* Task details
Replace every "query" with "prompt" throughout the material below and repeat it with nothing else changed, leaving out the pictures.

* The data

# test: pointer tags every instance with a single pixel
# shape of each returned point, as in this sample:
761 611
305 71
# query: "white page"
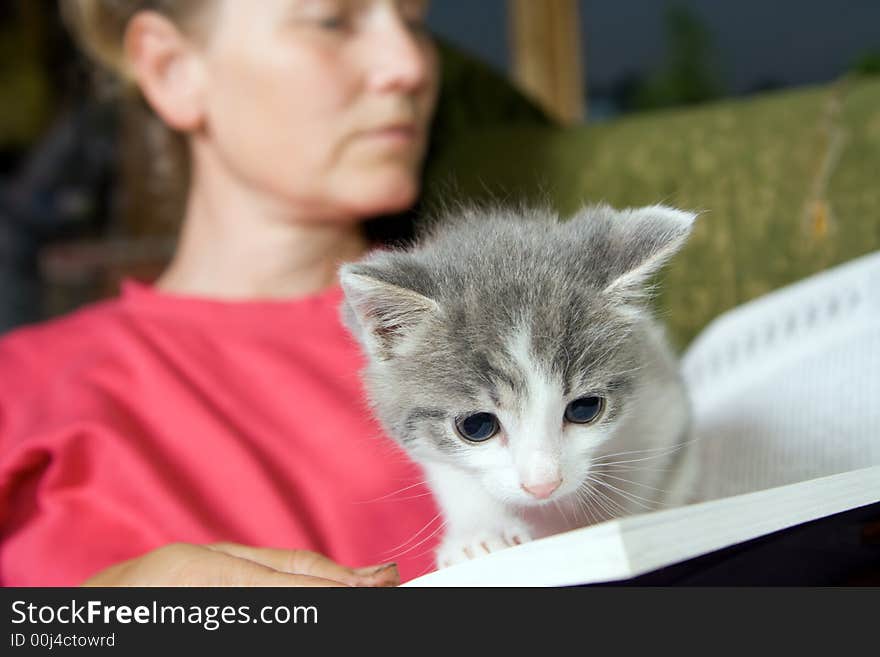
787 387
620 549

* Exercise output
# test: pointer tags every instance with a single pixel
# shape of each returned point, as in this sample:
761 611
305 71
# prompt: "white page"
787 387
620 549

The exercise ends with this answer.